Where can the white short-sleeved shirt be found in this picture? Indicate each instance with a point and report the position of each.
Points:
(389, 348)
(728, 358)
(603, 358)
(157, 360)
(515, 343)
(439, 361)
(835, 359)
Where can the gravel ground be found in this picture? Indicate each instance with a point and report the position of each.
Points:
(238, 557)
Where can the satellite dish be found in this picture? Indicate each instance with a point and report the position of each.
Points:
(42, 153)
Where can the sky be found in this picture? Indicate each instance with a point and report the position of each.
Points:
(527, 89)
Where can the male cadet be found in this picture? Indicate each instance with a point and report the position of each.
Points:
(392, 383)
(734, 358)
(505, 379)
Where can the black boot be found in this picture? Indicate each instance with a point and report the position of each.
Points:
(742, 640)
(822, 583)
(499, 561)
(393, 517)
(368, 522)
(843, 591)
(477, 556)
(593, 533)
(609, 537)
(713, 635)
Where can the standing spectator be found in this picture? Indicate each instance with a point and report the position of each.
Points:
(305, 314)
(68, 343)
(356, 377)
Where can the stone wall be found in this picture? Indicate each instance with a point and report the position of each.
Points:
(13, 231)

◆ DIRECTIONS FOR THIS TASK ◆
Each line of the listing has to be reproduced exactly.

◆ WRITTEN RESPONSE ◆
Where can the white short-sleeved shirt be found in this picture? Indicate each instance with a point and report the position of each.
Points:
(389, 348)
(728, 358)
(603, 358)
(157, 360)
(515, 343)
(439, 361)
(835, 359)
Where can the gravel ground be found in this picture? Indicate each instance with a point and report the position of each.
Points:
(238, 557)
Where can the satellite dish be found in this picture? Indicate each instance with a point and report the position of each.
Points:
(42, 153)
Where can the sky be found in this picture? Indicate each instance with a point and report the position of each.
Points:
(527, 89)
Where can the male cadet be found in this picture? Indicate each instance with a point and report the position of each.
Points:
(392, 383)
(734, 358)
(505, 379)
Where can the black boot be found in this picture? Indicate each instance with a point and report the position of each.
Points:
(742, 640)
(822, 583)
(499, 561)
(393, 517)
(368, 522)
(843, 591)
(477, 556)
(593, 533)
(609, 537)
(713, 635)
Where can the standing spectator be found in this picture? Indicate each instance with a point and report the position of each.
Points:
(305, 314)
(68, 343)
(356, 377)
Where can the stone wall be found in this picture? Indicate each instance with a point and report the position of each.
Points:
(13, 231)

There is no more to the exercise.